Start of Block

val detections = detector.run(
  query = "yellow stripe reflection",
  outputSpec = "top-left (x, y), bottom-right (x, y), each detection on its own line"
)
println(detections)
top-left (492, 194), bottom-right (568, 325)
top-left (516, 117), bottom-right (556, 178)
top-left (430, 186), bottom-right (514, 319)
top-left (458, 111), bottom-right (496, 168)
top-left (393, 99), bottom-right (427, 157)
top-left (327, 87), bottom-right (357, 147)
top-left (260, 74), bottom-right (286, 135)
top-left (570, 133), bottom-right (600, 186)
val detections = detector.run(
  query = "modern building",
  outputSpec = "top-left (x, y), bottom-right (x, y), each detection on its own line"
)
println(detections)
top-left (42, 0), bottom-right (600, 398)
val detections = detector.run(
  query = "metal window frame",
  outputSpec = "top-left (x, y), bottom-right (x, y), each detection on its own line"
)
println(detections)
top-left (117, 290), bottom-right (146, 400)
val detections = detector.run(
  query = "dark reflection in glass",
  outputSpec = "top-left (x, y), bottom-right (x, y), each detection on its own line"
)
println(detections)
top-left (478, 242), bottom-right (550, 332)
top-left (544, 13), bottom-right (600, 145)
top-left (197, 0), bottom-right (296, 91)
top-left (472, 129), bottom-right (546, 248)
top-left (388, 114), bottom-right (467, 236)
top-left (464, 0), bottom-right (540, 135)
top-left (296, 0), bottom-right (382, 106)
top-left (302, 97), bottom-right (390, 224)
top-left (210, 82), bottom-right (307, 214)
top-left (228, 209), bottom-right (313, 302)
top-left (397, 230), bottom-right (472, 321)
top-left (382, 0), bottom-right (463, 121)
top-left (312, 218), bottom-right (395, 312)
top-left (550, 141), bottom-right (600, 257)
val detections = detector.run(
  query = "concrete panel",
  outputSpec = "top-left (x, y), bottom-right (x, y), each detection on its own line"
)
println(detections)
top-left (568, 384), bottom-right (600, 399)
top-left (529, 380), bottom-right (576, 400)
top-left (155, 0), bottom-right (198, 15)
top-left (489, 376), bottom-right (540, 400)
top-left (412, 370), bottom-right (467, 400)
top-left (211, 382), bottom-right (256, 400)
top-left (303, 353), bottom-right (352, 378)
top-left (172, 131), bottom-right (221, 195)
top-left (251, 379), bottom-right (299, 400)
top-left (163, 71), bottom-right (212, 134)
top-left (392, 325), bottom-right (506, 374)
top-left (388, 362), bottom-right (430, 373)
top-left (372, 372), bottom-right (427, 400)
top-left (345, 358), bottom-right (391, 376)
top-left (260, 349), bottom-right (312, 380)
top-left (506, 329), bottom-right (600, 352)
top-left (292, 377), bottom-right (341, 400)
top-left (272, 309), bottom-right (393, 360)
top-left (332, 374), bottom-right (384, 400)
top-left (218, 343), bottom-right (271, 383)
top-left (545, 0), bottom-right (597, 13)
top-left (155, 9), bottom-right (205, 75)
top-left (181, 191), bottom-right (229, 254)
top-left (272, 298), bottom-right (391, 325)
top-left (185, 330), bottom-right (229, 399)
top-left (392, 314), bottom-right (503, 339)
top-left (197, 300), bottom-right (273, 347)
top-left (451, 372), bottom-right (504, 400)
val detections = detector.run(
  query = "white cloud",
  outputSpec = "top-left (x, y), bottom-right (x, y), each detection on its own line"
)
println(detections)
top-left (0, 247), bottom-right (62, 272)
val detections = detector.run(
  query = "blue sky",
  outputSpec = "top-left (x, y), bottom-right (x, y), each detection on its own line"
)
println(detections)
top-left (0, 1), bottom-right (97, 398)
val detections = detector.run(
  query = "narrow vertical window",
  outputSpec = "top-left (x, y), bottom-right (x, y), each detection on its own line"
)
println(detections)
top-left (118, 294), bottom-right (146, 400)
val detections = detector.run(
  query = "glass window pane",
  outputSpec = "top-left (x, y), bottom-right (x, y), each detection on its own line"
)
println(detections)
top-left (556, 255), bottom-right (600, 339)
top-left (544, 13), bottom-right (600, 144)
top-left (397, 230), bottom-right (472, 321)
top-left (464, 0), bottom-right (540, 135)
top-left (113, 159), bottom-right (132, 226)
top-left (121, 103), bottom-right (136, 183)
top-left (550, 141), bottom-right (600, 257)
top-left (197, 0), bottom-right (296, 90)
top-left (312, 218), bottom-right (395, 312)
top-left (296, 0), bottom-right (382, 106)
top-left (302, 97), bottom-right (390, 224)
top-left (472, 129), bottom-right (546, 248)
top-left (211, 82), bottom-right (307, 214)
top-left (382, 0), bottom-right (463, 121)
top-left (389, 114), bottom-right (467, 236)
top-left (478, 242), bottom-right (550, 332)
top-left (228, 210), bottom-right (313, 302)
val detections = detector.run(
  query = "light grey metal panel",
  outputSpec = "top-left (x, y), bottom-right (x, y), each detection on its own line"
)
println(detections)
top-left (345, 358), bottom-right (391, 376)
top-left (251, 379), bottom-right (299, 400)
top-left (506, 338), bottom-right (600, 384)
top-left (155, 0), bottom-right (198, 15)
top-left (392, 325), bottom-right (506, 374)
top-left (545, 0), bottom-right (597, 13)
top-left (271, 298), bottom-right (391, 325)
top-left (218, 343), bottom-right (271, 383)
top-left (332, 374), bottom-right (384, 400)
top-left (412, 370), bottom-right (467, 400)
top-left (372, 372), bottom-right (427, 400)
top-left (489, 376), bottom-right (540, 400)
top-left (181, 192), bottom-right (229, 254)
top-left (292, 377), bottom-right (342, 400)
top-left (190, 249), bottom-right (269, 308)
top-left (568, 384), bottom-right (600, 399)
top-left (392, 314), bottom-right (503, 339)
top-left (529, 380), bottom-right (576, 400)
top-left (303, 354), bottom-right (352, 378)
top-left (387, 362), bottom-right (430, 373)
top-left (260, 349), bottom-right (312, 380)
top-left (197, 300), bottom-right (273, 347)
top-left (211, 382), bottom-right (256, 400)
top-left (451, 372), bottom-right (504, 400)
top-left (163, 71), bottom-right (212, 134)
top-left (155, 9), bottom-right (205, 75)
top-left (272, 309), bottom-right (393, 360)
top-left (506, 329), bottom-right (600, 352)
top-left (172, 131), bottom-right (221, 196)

End of Block

If a line of the records above holds the word "reflection", show it.

### Answer to this exercise
  query = "yellow stripe reflection",
  query = "dark reflection in glass",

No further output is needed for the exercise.